> Task statement
Return exactly those lines of the material that fall between the line with "Question: Can you locate the hillside" and the final line, both included.

........

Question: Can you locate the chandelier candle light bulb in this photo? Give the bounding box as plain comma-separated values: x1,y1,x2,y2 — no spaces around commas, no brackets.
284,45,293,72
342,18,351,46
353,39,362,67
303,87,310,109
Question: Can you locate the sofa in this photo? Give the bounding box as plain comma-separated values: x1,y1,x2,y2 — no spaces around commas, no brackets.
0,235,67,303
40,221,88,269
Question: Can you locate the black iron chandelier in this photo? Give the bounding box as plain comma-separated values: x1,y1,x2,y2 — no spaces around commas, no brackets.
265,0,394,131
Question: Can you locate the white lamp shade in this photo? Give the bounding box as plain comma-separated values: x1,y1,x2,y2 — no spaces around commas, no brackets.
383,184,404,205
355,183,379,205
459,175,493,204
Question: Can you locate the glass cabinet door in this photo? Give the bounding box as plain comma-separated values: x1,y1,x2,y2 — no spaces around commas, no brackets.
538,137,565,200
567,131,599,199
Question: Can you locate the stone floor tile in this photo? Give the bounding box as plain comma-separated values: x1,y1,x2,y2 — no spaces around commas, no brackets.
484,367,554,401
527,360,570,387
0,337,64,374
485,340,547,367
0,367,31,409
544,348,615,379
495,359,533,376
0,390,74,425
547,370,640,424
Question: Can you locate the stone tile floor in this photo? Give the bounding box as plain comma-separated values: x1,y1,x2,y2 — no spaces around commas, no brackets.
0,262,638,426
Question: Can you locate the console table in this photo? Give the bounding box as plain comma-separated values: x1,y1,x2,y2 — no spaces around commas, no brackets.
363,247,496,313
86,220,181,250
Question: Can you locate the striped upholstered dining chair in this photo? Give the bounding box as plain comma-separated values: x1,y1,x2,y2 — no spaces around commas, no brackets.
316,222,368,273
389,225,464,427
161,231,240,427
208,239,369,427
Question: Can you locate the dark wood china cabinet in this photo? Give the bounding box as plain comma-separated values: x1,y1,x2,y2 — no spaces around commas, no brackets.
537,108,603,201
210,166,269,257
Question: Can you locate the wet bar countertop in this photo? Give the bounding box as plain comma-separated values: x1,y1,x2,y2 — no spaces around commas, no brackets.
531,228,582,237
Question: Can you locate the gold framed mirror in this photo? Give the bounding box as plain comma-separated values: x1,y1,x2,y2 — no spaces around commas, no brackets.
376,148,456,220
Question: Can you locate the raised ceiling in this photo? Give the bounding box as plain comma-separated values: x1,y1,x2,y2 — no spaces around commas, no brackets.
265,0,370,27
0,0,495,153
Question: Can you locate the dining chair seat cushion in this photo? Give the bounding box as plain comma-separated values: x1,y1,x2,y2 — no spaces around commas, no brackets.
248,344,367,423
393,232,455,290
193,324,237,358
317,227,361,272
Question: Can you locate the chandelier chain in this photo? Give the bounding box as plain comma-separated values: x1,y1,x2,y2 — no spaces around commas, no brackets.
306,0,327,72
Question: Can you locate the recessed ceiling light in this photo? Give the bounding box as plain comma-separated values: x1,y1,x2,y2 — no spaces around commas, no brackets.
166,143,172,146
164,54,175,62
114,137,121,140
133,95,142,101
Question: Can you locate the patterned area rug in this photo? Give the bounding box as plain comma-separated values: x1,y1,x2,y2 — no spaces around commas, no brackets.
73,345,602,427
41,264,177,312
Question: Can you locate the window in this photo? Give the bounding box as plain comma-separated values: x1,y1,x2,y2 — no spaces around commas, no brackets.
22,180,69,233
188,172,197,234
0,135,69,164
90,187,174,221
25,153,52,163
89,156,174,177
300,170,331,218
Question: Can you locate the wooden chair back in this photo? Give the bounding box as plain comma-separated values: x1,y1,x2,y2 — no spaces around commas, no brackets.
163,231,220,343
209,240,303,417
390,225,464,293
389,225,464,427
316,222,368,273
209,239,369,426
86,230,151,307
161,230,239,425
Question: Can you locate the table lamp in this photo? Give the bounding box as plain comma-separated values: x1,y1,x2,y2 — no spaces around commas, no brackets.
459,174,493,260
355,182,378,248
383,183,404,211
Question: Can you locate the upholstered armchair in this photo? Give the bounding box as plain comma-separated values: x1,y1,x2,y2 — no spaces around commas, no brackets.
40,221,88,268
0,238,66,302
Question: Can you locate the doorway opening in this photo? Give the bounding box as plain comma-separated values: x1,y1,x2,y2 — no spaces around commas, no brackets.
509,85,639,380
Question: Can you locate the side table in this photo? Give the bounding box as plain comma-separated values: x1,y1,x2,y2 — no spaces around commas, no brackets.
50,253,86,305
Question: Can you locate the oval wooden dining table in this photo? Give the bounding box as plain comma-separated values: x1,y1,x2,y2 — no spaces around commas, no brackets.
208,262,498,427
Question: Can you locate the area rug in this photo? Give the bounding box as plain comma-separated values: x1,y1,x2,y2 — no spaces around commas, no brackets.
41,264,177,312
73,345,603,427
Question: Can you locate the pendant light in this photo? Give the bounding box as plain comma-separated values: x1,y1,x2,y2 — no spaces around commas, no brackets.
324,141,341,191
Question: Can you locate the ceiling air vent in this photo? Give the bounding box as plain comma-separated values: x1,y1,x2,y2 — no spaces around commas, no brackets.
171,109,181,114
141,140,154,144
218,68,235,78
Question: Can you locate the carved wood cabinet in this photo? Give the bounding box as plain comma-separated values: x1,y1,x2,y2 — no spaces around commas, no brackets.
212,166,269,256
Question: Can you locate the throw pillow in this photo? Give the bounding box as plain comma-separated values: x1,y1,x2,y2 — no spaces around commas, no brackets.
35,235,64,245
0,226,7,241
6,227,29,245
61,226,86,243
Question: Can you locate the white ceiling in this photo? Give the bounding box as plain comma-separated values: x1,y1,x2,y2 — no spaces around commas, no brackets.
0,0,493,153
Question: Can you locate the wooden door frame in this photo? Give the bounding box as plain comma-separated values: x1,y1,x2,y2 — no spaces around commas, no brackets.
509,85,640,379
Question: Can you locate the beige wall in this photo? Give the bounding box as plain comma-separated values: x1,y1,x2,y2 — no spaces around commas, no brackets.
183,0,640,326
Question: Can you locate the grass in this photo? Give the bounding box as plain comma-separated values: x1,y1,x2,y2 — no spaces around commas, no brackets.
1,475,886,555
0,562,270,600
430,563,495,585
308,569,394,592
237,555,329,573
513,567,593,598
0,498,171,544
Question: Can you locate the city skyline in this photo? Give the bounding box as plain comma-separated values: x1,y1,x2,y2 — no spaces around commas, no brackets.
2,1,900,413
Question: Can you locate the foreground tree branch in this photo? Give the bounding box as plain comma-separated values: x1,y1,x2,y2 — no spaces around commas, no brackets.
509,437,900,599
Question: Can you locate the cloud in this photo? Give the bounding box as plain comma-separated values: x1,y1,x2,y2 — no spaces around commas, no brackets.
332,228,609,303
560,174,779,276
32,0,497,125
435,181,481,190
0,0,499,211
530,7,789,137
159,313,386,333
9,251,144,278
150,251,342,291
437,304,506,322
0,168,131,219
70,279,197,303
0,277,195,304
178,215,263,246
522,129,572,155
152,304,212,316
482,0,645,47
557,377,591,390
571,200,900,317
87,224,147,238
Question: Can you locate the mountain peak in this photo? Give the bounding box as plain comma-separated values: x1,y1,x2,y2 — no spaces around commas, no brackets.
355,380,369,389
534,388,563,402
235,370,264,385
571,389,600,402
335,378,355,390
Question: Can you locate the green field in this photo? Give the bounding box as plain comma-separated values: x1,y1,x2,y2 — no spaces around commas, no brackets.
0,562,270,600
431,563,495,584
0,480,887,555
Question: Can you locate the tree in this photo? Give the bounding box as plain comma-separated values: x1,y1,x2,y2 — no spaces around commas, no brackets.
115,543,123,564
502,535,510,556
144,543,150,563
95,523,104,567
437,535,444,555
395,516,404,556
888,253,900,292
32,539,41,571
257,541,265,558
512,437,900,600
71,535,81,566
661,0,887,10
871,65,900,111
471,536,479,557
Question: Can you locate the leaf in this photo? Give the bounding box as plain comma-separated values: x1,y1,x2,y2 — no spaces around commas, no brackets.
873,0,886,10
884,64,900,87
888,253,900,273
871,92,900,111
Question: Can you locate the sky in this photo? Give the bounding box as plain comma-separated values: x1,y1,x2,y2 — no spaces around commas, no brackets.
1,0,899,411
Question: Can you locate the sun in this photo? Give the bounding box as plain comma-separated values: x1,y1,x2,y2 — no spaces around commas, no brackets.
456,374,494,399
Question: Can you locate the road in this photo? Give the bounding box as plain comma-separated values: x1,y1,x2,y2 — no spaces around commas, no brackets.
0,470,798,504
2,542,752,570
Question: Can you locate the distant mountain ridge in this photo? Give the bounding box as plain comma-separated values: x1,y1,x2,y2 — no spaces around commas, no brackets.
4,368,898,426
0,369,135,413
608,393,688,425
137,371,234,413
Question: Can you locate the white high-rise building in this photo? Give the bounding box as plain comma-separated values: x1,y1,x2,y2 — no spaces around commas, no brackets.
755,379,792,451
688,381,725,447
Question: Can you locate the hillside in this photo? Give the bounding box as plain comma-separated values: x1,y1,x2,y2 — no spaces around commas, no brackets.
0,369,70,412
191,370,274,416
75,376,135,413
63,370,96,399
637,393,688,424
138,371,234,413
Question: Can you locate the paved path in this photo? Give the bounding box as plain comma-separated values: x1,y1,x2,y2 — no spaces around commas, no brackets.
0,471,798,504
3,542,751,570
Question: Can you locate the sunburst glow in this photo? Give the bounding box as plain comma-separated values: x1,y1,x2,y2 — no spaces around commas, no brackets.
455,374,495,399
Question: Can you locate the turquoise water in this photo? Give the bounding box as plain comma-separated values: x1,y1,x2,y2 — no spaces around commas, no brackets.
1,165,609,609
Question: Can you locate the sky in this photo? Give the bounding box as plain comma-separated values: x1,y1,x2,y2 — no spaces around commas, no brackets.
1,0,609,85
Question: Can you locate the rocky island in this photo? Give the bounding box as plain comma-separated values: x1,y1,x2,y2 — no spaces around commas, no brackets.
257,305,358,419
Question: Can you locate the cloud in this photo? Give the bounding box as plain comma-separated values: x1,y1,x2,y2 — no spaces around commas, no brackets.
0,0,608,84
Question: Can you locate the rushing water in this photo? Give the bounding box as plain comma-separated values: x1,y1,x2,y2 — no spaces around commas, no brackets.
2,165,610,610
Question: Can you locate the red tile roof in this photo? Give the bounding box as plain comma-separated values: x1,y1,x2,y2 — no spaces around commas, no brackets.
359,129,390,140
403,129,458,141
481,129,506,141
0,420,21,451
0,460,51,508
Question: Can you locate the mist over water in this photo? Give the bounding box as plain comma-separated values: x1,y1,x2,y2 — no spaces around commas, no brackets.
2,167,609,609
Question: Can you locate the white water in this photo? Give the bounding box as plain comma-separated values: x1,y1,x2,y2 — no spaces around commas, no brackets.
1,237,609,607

........

> Response for this exercise
Question: Can you locate the hillside in this photo? Give the bounding box as plain comma-separated values: x1,y1,x2,y2 — no spaces around commas, no brackets.
0,369,70,412
191,370,274,416
75,376,135,413
63,370,96,399
637,393,688,424
138,371,234,413
Question: Can you locate the paved path in this photo? Give the bounding box as plain comma-separated values: x1,y1,x2,y2 — no spaces around commas, no brackets.
0,471,798,504
3,542,751,570
Question: Can you locate the sunburst glow in this photo? Give the bounding box as plain comma-separated values: x1,y1,x2,y2 — no spaces around commas, no brackets.
455,374,495,399
Question: Can you locate the turquoise water in this photo? Give the bounding box as plain comma-separated values: x1,y1,x2,y2 — no spaces around commas, no brackets.
1,165,609,609
Question: Can you locate the sky in this photo? Give the bounding box as plain comma-separated values: x1,y1,x2,y2 — no spaces around commas, no brackets.
1,0,609,85
Question: Can you locate the rocky island in this photo? Give the bounding box as plain comma-separated values: x1,y1,x2,y2 — no spaces around commas, no brackets.
257,305,358,419
Question: Can you locate the cloud in this photo? Give the bounding box as plain comma-separated values: x1,y1,x2,y2 — no spaces around commas, no brackets.
0,0,608,84
Question: Can you locate the rushing water in this photo? Give the bounding box as plain comma-separated values: x1,y1,x2,y2 — no spaces around commas, no brackets.
2,165,610,610
Question: Can you locate the red tile roof in this photo? Give the bounding box as plain comma-separated values: x1,y1,x2,y2 — no spaces around commas, no brackets.
359,129,390,140
403,129,458,141
481,129,506,141
0,420,21,451
0,460,51,508
Question: Can you locate the mist over water in this photo? Give the bounding box as plain comma-separated values: x1,y1,x2,y2 — no spaces around commas, no brackets.
2,167,609,609
Question: Can you locate the white water in this photo? Give the bounding box as plain comma-separated values: x1,y1,x2,y2 — no spaces around commas, no brackets.
1,237,609,607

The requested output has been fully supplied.